▶ _PROBLEM STATEMENT_
Find every line below that contains the word "background" and copy each one out.

Lines naming objects to point at:

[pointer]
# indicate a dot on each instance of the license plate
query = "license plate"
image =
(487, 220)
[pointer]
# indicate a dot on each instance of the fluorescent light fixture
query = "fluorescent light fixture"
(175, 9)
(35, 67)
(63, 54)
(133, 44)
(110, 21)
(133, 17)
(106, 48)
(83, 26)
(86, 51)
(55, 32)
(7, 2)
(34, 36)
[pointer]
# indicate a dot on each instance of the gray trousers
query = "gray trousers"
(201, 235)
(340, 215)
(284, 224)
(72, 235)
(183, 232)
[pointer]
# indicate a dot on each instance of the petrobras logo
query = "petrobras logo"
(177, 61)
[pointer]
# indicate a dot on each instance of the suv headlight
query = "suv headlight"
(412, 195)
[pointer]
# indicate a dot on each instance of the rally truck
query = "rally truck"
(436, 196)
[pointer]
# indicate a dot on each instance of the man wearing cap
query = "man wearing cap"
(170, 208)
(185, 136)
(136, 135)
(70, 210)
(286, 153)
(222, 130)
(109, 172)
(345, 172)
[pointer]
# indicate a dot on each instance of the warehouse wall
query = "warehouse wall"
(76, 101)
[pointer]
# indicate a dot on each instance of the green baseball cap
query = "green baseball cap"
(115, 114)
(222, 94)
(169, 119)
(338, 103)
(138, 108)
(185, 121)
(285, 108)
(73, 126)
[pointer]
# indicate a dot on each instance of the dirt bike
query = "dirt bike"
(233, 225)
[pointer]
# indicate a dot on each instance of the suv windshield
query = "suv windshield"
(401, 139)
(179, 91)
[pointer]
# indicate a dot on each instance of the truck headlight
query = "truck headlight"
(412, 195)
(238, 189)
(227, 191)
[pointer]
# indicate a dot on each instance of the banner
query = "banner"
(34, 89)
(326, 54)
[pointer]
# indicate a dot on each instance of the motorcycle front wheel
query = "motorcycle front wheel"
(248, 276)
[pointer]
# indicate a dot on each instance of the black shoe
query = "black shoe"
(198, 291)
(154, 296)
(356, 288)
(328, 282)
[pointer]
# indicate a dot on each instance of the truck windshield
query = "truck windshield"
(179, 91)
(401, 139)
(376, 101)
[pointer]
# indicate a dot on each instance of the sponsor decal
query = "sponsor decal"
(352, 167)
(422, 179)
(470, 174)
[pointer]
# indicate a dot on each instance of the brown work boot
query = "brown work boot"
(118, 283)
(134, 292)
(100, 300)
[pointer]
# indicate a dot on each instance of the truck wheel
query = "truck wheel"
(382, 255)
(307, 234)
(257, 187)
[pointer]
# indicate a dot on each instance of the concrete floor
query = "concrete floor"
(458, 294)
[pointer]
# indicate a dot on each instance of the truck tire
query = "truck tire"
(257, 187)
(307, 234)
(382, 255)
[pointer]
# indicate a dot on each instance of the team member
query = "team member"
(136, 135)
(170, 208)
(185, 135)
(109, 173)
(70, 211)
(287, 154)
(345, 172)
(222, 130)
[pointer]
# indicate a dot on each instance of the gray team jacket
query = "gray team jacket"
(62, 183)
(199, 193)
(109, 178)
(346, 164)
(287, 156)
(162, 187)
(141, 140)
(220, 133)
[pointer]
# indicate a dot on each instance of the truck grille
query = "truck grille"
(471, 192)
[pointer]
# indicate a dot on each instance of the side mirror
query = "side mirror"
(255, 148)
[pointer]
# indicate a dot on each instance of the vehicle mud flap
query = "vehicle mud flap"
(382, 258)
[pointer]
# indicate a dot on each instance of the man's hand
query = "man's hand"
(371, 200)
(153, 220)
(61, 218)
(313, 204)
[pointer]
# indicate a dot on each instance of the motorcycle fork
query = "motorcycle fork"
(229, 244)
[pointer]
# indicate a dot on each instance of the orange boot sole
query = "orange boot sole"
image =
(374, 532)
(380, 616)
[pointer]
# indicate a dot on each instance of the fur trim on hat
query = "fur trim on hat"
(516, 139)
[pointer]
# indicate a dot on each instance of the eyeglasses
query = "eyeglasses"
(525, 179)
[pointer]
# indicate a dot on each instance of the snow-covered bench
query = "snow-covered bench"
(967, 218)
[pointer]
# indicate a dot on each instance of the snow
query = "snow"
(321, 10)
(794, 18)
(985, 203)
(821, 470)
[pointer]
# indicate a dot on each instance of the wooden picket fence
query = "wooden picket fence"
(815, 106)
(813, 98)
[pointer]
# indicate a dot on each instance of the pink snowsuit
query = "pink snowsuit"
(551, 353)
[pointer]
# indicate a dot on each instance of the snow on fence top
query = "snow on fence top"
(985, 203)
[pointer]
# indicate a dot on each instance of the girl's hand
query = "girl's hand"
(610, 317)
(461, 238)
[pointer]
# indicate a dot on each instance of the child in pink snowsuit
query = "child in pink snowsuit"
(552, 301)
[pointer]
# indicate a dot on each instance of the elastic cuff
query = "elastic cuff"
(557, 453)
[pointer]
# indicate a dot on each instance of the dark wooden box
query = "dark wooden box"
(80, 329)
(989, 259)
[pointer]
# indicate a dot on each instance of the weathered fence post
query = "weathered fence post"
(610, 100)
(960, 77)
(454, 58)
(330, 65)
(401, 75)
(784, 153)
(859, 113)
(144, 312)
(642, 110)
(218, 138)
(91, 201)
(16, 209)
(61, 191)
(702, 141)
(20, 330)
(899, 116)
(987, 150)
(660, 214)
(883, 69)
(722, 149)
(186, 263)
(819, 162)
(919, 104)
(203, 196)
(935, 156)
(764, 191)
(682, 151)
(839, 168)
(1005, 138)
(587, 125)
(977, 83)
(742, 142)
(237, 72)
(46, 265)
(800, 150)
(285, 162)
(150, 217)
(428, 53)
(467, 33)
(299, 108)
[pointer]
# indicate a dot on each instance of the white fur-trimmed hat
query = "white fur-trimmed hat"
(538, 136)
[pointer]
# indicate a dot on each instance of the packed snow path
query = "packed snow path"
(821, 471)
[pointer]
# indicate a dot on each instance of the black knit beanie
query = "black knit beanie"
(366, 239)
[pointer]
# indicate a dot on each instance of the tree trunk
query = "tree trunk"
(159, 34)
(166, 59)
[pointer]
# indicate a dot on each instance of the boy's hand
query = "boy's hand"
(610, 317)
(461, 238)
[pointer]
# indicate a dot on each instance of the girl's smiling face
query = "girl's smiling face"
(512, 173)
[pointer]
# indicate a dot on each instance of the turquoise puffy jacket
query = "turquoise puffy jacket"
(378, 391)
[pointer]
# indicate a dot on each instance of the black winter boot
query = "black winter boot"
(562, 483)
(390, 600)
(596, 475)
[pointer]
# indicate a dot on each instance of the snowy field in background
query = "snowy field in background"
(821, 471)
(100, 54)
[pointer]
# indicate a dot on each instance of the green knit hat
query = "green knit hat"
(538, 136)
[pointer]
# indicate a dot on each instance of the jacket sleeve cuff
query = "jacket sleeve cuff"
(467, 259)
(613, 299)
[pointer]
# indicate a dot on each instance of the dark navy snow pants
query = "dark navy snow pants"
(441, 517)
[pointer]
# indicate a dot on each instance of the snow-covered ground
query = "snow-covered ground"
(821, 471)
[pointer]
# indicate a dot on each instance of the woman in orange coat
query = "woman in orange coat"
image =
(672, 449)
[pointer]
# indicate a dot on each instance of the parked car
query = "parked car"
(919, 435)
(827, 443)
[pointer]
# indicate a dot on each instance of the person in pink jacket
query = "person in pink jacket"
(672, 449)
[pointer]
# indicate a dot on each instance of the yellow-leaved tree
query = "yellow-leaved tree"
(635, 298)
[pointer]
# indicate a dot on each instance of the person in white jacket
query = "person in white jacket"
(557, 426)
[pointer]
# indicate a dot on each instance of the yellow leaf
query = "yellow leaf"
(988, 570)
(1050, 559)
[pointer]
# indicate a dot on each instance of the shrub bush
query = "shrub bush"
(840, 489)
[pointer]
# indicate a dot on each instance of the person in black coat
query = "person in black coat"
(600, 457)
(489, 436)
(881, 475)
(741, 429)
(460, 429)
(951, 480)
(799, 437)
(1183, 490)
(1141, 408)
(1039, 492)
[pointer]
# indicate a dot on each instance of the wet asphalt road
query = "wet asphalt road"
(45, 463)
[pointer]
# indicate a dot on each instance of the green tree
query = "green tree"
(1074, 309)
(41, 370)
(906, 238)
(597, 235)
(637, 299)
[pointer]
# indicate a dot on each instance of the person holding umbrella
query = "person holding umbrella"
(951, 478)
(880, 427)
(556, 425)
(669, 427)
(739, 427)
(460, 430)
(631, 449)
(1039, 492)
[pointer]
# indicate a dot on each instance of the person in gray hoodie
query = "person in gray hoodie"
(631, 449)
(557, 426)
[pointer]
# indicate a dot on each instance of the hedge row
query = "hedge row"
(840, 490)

▶ _COMPLETE OUTPUT_
# indicate a dot on each instance of the snowy field in background
query = "snowy field in background"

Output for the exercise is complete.